- Requirement 1
In the article on insurance and emergency aorta surgery, what share of uninsured people younger than 65 needed emergency or urgent surgery?
- Requirement 2
Carry on the article about insurance and emergency aorta surgery from its last sentence.

##### Document text

Lack of insurance tied to more emergency surgery: study

By Andrew M. Seaman

NEW YORK Fri Apr 18, 2014 3:01pm EDT

(Reuters Health) – The type of insurance people have is tied to their risk of needing emergency aorta surgery, according to a new study. Insurance, or lack thereof, is also linked to how well those people fare after surgery.

Compared to people with private insurance, people without insurance were more likely to need emergency surgery on their aorta, the largest artery that supplies blood to every part of the body. They were also more likely to die or have complications after surgery.

“It would appear that if you don’t have insurance – and assuming you’re not getting preventive healthcare . . . then you are probably at a higher risk of having an aortic catastrophe and, if you have one, you’re more likely to die or have a complication,” Dr. G. Chad Hughes told Reuters Health.

Hughes is the study’s senior author from Duke University Medical Center in Durham, North Carolina.

Conditions affecting the aorta, such as a bulge or break in the artery’s walls, are responsible for 30,000 to 60,000 deaths every year in the U.S., he and his colleagues write in the journal Circulation: Cardiovascular Quality and Outcomes.

Less than 5 percent of patients die during a scheduled surgery to repair a diseased part of the aorta, they write. The death rate increases to about 50 percent when the surgery is done during an emergency, such as when the aorta ruptures or breaks.

About 40 percent of aortic surgeries are performed as emergencies. Catching some of those cases early and repairing the diseased aorta during a scheduled surgery may increase the number of people who survive.

It’s known that people with insurance tend to get better care to prevent conditions that contribute to the risk of aortic disease, like high blood pressure and high cholesterol. The researchers suggest insured people may also be more likely to have scheduled aortic surgery – instead of waiting until the aorta ruptures.

For the new study, Hughes and his colleagues used a national database that tracks heart-related procedures at 1,091 healthcare centers across the U.S.

They compared the type of aorta surgeries and outcomes experienced by 51,282 people with private insurance, public insurance or no insurance. The study specifically looked at surgeries conducted between 2007 and 2011 that fixed the part of the aorta located in the chest.

Among people younger than 65 years old, about 36 percent of those with private insurance needed emergency or urgent surgery, compared to about 73 percent of people with no insurance. The others had scheduled surgery.

##########
##### Input data

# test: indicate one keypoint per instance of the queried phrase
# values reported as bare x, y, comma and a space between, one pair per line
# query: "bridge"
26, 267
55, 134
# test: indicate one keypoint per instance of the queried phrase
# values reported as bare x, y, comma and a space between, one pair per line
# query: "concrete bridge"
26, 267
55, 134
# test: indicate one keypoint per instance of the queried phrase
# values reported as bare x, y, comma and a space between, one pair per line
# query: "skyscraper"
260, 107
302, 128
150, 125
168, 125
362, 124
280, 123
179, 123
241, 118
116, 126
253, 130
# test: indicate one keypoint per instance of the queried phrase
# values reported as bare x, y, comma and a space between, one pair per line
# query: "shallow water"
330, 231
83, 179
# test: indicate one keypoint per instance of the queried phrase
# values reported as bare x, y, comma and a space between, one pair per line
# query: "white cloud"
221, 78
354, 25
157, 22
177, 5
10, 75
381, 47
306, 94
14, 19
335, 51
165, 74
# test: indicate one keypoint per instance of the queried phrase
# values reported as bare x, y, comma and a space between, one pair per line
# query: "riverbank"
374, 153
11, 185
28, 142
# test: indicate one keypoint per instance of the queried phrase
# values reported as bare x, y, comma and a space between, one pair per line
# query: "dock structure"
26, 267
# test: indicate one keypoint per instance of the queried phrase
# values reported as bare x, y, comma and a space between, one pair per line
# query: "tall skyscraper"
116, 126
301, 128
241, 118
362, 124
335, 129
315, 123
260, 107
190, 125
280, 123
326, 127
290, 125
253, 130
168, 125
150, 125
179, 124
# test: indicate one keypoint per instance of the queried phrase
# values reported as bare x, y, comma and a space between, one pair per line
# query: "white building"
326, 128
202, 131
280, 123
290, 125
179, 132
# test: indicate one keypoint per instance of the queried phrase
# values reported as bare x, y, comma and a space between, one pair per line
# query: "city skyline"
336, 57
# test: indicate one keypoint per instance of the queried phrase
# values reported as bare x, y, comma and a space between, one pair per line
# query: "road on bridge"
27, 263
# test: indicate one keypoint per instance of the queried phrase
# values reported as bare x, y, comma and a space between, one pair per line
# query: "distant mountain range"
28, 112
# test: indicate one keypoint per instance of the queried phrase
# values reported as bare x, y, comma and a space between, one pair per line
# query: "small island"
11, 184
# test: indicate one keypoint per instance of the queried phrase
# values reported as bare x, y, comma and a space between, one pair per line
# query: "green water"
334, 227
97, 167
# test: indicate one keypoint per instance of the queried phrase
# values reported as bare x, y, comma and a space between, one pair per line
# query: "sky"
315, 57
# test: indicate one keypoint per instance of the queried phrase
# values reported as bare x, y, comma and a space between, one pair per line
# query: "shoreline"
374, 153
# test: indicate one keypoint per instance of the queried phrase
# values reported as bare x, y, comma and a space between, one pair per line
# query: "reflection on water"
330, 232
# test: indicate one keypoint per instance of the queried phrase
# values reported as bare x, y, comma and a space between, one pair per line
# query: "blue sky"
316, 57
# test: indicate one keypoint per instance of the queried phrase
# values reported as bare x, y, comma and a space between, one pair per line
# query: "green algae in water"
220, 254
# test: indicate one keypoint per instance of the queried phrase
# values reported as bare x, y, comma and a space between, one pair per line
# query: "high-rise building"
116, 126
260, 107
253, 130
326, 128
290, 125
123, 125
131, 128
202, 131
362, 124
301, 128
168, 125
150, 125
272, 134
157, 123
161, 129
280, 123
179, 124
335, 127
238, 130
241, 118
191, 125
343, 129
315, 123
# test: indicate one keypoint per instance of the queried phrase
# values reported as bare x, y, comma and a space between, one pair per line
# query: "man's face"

##########

- Answer section 1
About 73 percent.

- Answer section 2
People with Medicaid, the state and federal health insurance for the poor, were also more likely to need urgent or emergency surgery than those with private insurance.

What’s more, uninsured patients and those with Medicaid and Medicare, the federal health insurance for the elderly and disabled, were more likely than people with private insurance to die or have complications. Those complications included developing an infection, having a stroke or needing another operation.

Patients age 65 and older were also more likely to undergo emergency or urgent surgery if they lacked insurance, but there was no difference in their complication rates based on insurance type. Any possible effect of insurance may have been dampened by older patients already having a tendency to have poorer outcomes after surgery.

“There’s a preponderance of evidence that shows findings similar to this that uninsured patients tend to present with more advanced disease,” Dr. Andrew Loehrer said. “I think this paper adds to that literature.”

Loehrer, who is from Massachusetts General Hospital in Boston, was not involved with the new study but has researched surgical access and outcomes among low-income populations.

“It’s been challenging to dissect exactly why that is,” he said, because people without insurance or with Medicaid may already be in poorer health and have other traits that could affect how well they fare after surgery.

Hughes said researchers will have to examine how increased insurance access through the Affordable Care Act, commonly known as Obamacare, may influence these results over the coming years.

“I figured we’d see exactly what we saw,” he said. “I think the question is, if you get these people coverage, will that make a difference? The answer right now is, we don’t know.”